Berliner Grünen-Chef attackiert die SPD: „Wer Giffey wählt, wacht mit CDU und FDP an der Regierung auf“
Machen die Grünen nur Politik für die Innenstadt? Werner Graf widerspricht und wirft Franziska Giffey vor, sie habe nur „Benzin im Blut und Beton im Kopf“.
Herr Graf, wir sitzen in der Landesgeschäftsstelle der Grünen in Mitte, hier gibts neue Radwege, man kann die Wege mit dem Lastenrad fahren. Vergessen die Grünen manchmal, dass es auch Leben außerhalb des S-Bahnrings gibt?
Unsinn. Da nimmt es die Giffey-SPD mit der Wahrheit nicht so genau, um ein Schreckgespenst aufzubauen, das so einfach nicht existiert. Das Gegenteil ist richtig: Wir versprechen, dass wir künftig zwei von drei Euros in der Verkehrswende in die Außenbezirke investieren.

## ARBEITSAUFTRAG A
Welche Zeilen der Einträge enthalten die Zeichenfolge „window“? Suche jede dieser Zeilen heraus und gib sie wortgetreu wieder.

## BEREITGESTELLTE ANGABEN

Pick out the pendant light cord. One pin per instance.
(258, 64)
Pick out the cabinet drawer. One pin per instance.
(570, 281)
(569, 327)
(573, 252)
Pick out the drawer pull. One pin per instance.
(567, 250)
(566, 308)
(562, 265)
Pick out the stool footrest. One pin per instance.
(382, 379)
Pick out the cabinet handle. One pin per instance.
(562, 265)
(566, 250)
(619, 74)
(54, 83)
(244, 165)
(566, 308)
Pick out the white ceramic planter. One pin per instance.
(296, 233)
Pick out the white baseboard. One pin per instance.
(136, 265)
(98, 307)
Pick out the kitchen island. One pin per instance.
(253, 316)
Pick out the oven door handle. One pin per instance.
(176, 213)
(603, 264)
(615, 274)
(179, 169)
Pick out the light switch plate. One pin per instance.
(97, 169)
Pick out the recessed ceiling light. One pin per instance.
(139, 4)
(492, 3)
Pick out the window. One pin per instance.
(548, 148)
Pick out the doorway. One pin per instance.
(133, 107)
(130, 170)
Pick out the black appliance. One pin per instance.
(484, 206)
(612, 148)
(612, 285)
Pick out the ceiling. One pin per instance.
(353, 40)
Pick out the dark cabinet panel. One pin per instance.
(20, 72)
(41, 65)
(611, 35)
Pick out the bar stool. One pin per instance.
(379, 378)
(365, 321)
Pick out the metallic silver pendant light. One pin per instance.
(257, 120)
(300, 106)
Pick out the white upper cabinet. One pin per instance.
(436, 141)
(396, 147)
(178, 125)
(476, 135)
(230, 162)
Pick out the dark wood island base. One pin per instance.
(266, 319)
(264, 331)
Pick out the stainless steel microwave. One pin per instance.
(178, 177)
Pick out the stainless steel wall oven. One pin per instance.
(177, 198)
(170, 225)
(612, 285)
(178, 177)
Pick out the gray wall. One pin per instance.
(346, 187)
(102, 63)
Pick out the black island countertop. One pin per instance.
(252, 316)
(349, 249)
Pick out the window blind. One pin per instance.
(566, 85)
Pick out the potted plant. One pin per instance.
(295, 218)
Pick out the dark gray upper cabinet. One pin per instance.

## ARBEITSAUFTRAG B
Welchen Anteil der Ausgaben für die Verkehrswende wollen die Grünen laut dem Interview mit Werner Graf künftig in die Außenbezirke investieren?

## ERWARTETE ANTWORT A
Pick out the window. One pin per instance.
Pick out the window blind. One pin per instance.

## ERWARTETE ANTWORT B
Zwei von drei Euros.